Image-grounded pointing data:
.....

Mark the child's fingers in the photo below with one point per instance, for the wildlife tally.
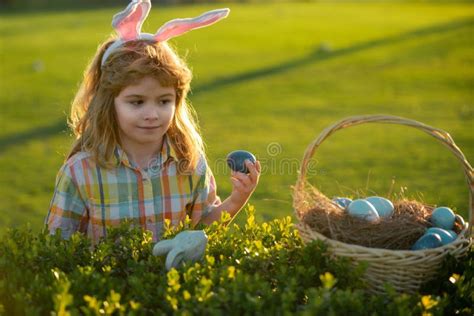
(254, 173)
(237, 184)
(245, 179)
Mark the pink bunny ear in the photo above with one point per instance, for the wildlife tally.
(128, 23)
(177, 27)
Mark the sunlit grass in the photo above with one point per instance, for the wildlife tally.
(272, 73)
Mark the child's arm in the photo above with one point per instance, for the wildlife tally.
(243, 186)
(67, 210)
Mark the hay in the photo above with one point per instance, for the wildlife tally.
(400, 231)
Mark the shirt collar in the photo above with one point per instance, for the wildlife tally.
(167, 152)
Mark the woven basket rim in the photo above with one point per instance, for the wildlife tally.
(439, 134)
(462, 238)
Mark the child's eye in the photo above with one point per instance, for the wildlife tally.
(165, 101)
(136, 102)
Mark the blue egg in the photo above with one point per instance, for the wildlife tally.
(443, 217)
(428, 241)
(342, 202)
(363, 209)
(236, 160)
(447, 236)
(383, 206)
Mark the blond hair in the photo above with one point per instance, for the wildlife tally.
(93, 119)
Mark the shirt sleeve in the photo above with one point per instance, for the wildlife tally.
(67, 210)
(205, 194)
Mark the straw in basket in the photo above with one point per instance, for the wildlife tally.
(405, 270)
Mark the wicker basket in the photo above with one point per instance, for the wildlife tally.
(405, 270)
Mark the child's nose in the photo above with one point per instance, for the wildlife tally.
(151, 113)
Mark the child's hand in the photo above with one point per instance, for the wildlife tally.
(243, 184)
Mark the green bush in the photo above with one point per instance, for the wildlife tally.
(255, 269)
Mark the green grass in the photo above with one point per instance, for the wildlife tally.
(261, 78)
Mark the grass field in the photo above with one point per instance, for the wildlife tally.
(268, 79)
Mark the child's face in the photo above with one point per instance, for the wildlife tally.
(144, 112)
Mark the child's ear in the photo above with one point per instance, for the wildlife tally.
(177, 27)
(128, 23)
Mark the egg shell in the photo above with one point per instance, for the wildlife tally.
(362, 209)
(427, 241)
(383, 206)
(236, 160)
(342, 202)
(443, 217)
(446, 235)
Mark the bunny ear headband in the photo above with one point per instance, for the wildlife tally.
(128, 25)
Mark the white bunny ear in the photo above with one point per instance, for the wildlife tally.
(128, 23)
(177, 27)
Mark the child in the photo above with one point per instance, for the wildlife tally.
(138, 153)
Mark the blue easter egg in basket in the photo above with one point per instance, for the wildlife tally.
(236, 160)
(342, 202)
(443, 217)
(428, 241)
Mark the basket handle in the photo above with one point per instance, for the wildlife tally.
(439, 134)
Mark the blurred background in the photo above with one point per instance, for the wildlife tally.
(268, 79)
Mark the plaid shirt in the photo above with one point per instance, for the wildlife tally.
(88, 198)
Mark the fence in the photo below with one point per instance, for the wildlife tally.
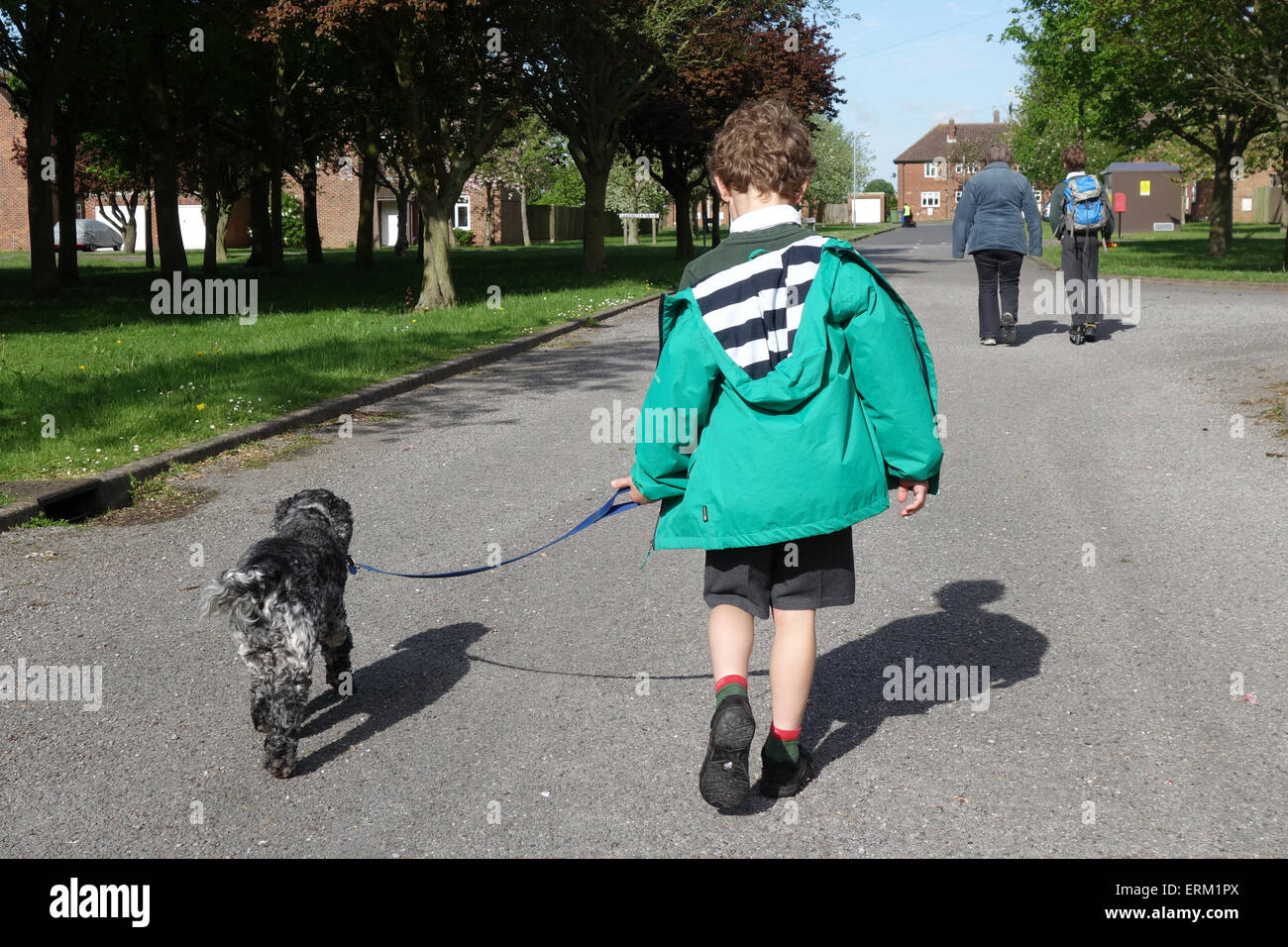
(548, 222)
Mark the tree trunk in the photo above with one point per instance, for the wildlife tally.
(261, 221)
(592, 226)
(129, 226)
(222, 232)
(365, 250)
(168, 235)
(523, 214)
(275, 262)
(40, 206)
(312, 232)
(436, 278)
(715, 219)
(683, 223)
(64, 162)
(210, 214)
(1223, 202)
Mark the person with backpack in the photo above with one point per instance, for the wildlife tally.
(997, 221)
(1080, 218)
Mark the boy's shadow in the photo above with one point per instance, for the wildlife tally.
(420, 671)
(850, 682)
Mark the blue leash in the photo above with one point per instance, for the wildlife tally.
(608, 509)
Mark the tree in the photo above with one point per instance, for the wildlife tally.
(39, 50)
(631, 189)
(760, 50)
(456, 73)
(1137, 75)
(527, 158)
(599, 62)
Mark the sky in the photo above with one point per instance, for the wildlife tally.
(910, 65)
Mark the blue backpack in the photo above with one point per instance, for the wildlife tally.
(1085, 209)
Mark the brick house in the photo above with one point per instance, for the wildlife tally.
(932, 171)
(1256, 198)
(338, 205)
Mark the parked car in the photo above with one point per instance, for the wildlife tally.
(91, 235)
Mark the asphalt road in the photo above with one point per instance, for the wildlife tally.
(506, 714)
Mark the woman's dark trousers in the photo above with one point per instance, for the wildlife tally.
(1080, 260)
(999, 275)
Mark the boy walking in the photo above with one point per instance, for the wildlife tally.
(812, 394)
(1080, 218)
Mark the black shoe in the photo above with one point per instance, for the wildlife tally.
(782, 780)
(1009, 328)
(724, 780)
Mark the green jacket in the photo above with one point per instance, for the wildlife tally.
(811, 392)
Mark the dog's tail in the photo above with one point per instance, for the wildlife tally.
(237, 590)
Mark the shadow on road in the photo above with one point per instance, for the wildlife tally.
(849, 681)
(1026, 331)
(419, 672)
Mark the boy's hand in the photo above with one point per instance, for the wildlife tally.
(918, 495)
(635, 495)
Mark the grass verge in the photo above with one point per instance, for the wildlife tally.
(95, 379)
(1256, 256)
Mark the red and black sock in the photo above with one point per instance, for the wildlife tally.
(784, 746)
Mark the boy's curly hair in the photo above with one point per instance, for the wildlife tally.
(764, 146)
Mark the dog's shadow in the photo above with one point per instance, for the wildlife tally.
(850, 681)
(420, 671)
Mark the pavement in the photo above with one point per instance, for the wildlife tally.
(1103, 543)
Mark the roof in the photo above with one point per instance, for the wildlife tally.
(935, 142)
(1140, 166)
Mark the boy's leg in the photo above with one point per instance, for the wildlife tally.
(791, 667)
(735, 586)
(730, 633)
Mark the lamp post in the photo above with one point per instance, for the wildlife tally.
(854, 169)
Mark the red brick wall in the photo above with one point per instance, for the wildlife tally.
(13, 183)
(913, 180)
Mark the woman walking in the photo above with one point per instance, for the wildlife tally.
(996, 209)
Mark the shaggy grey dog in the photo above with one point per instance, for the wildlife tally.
(284, 596)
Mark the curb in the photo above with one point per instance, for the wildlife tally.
(111, 488)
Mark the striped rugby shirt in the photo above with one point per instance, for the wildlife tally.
(754, 305)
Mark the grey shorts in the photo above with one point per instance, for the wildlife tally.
(812, 573)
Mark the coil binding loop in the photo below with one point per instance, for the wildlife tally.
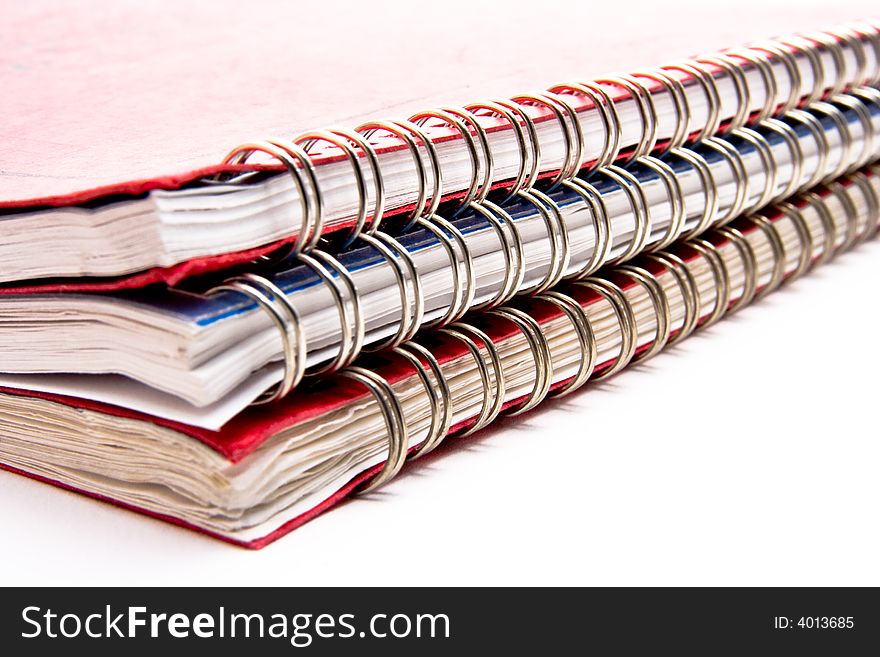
(342, 286)
(491, 368)
(846, 48)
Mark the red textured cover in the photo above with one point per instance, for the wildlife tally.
(108, 99)
(247, 431)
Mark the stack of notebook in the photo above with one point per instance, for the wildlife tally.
(239, 348)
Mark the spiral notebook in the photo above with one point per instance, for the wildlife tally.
(274, 467)
(72, 223)
(200, 358)
(238, 346)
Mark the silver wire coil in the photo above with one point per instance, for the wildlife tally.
(747, 199)
(679, 263)
(568, 105)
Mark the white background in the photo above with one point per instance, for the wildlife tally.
(747, 454)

.....

# Exercise directions
Every record above must be copied exactly; none of the pictures belong in the copy.

# Output below
Mark the child's fingers in the photo below with one point per instance, for the wildlife tally.
(254, 173)
(237, 184)
(245, 179)
Mark the pink bunny ear in the photo above with one point per instance, for the wildlife tally.
(128, 23)
(177, 27)
Mark the sunlit grass in the photo above with one point per instance, for the wildlife tally.
(272, 73)
Mark the child's arm in the photo above with one point per instance, for the wildlife tally.
(243, 186)
(67, 210)
Mark the hay in the photo above with one point per instance, for the wildlife tally.
(400, 231)
Mark the shirt collar in the photo above with one point per instance, for the wildlife tally.
(167, 152)
Mark the woven basket rim in the photo above with one point per instance, for the wildlife tally.
(439, 134)
(462, 238)
Mark the child's eye in the photo above with one point per instance, for the wildlife tally.
(165, 101)
(136, 102)
Mark the blue egg in the photo above with one point per instance, for the wildlife tally.
(443, 217)
(428, 241)
(342, 202)
(363, 209)
(236, 160)
(447, 236)
(383, 206)
Mark the blond hair in the photo above with one point per instance, for the wildlife tally.
(93, 119)
Mark the shirt sleeve in the photo above with one point per instance, for the wildlife tally.
(67, 210)
(205, 194)
Mark the straw in basket in the photo above with one point per instance, for the wildlife tally.
(405, 270)
Mark the wicker basket in the photo above with one point per instance, for the wildlife tally.
(405, 270)
Mark the child's nose in the photo above with one point per instance, for the wildlife tally.
(151, 113)
Mark the child's hand in the photo above with one point per instance, for the wildlife tally.
(243, 184)
Mark the green bush in the photo above with one point per instance, for the wildlife tally.
(255, 269)
Mark the green grass in the photo above with one point per instance, for the wildlife tally.
(261, 78)
Mark the grass field in the photo above with one point per instance, for the wildlife tally.
(268, 79)
Mark the child's face in the photo above with one point per instance, for the wildlife tally.
(144, 112)
Mark the child's ear in the photo above with one point per instance, for the wildlife tally.
(177, 27)
(128, 23)
Mark the egg shell in the photo above with one point per instance, for the wildlife tally.
(362, 209)
(427, 241)
(383, 206)
(236, 160)
(342, 202)
(443, 217)
(446, 235)
Mark the bunny ear headband in the photo above with one point per instance, for the wildlife tally.
(128, 25)
Mark the white bunny ear in the photo above with one point per instance, for the wildlife tally.
(128, 23)
(177, 27)
Mark the child in the photo above with one point per instance, for the wildlife tally.
(138, 153)
Mark the blue easter egg in basket in the photo above with one point per instance, for the wildlife tally.
(236, 160)
(342, 202)
(443, 217)
(428, 241)
Mark the basket handle in the photo above with one point per instance, for the wildlife tally.
(439, 134)
Mark the blurred background in the photo above with one point per instance, for the wildlife tally.
(268, 79)
Mark the plaid shirt in the photo above with one point per instance, for the wildlife tally.
(88, 198)
Mark the fence in the photo below with one point per instance, for the wildlife tally.
(548, 222)
Mark the tree trunk in the photo above with one point per instance, for the wildlife tally.
(261, 221)
(592, 226)
(129, 226)
(222, 232)
(365, 250)
(168, 235)
(523, 214)
(275, 262)
(40, 206)
(312, 232)
(436, 278)
(715, 219)
(683, 223)
(64, 162)
(210, 214)
(1223, 202)
Mark the person with backpack in the photo above with one point per instance, for the wildlife tally.
(997, 221)
(1080, 218)
Mark the boy's shadow in the photo above with one point per instance, for the wildlife tally.
(420, 671)
(850, 682)
Mark the blue leash in the photo above with one point per instance, for the wildlife tally.
(608, 509)
Mark the tree in the photo above with one point per instance, for the wildlife tally.
(39, 50)
(631, 189)
(760, 50)
(456, 73)
(1137, 75)
(527, 158)
(599, 62)
Mark the sky in the photo above with one point per instance, for the wildlife tally.
(910, 65)
Mark the blue backpack in the photo above with one point per instance, for the wildlife tally.
(1085, 209)
Mark the brick house in the photo above with one point per instance, for the wildlife tally.
(932, 171)
(1256, 198)
(338, 205)
Mark the parked car in the photo above with one point per instance, for the wildlife tally.
(91, 235)
Mark the asphalt road in the photo above with one point per instance, for the wildlife tally.
(506, 714)
Mark the woman's dark trousers in the photo above with one point per instance, for the wildlife tally.
(1080, 260)
(999, 275)
Mark the boy walking in the photo above with one point per instance, for the wildlife tally.
(812, 394)
(1080, 218)
Mark the black shoe in the photo above with one point per instance, for the wildlife tally.
(782, 780)
(1009, 328)
(724, 780)
Mark the green jacket in the photo above with one point per instance, for the wildlife tally.
(811, 392)
Mark the dog's tail in the photo above with one point per instance, for the wildlife tally.
(237, 590)
Mark the shadow on road in the photo above with one point per instance, for the wildlife tally.
(849, 681)
(1026, 331)
(419, 672)
Mark the boy's hand in the photo above with one point per instance, for the wildlife tally.
(918, 495)
(635, 495)
Mark the grass verge in the photo above with one point per instance, for the wildlife tally.
(95, 379)
(1256, 256)
Mark the red and black sock in the photo above with one point per instance, for the wildlife tally.
(784, 746)
Mark the boy's curly hair in the photo above with one point per instance, for the wildlife tally.
(764, 146)
Mark the dog's shadow in the photo above with one point per instance, for the wildlife tally.
(850, 681)
(420, 671)
Mark the pavement in the photo above with one point per instance, for the wildlife tally.
(1103, 543)
Mark the roof in the photo above with one point per instance, for the wildlife tally.
(935, 142)
(1140, 166)
Mark the boy's leg in the photo above with one point per instance, for the wildlife tally.
(791, 667)
(735, 586)
(730, 633)
Mark the lamp post in the photo above with one point per instance, for the wildlife tally.
(854, 169)
Mark the red brick wall in the photo above with one point per instance, for the wildlife tally.
(13, 183)
(913, 180)
Mark the woman walking in the photo above with one point per instance, for the wildlife tally.
(996, 209)
Mark the shaggy grey dog in the photo above with one point per instance, for the wildlife tally.
(284, 596)
Mark the curb in the photo above with one point per instance, for the wildlife tally.
(111, 488)
Mark the striped rugby shirt in the photo above with one point per instance, for the wildlife tally.
(754, 305)
Mark the grey shorts in the photo above with one point per instance, for the wildlife tally.
(812, 573)
Mark the coil binding loop in the photo below with one point per instance, for the wildlife tally.
(342, 286)
(491, 368)
(846, 48)
Mark the red textured cover in the photo above with one point per instance, for the wildlife tally.
(108, 99)
(247, 431)
Mark the stack of notebook in the photo above with one point per instance, for the wildlife tally.
(239, 348)
Mark the spiral notebook in the photo above with one point per instance, for the wildlife tally.
(274, 467)
(72, 223)
(200, 358)
(238, 346)
Mark the silver wire coil in the photo above with one point per instance, for the wildlife tally.
(747, 199)
(679, 263)
(568, 105)
Mark the white background in the photo above with one point per instance, for the wildlife tally.
(747, 454)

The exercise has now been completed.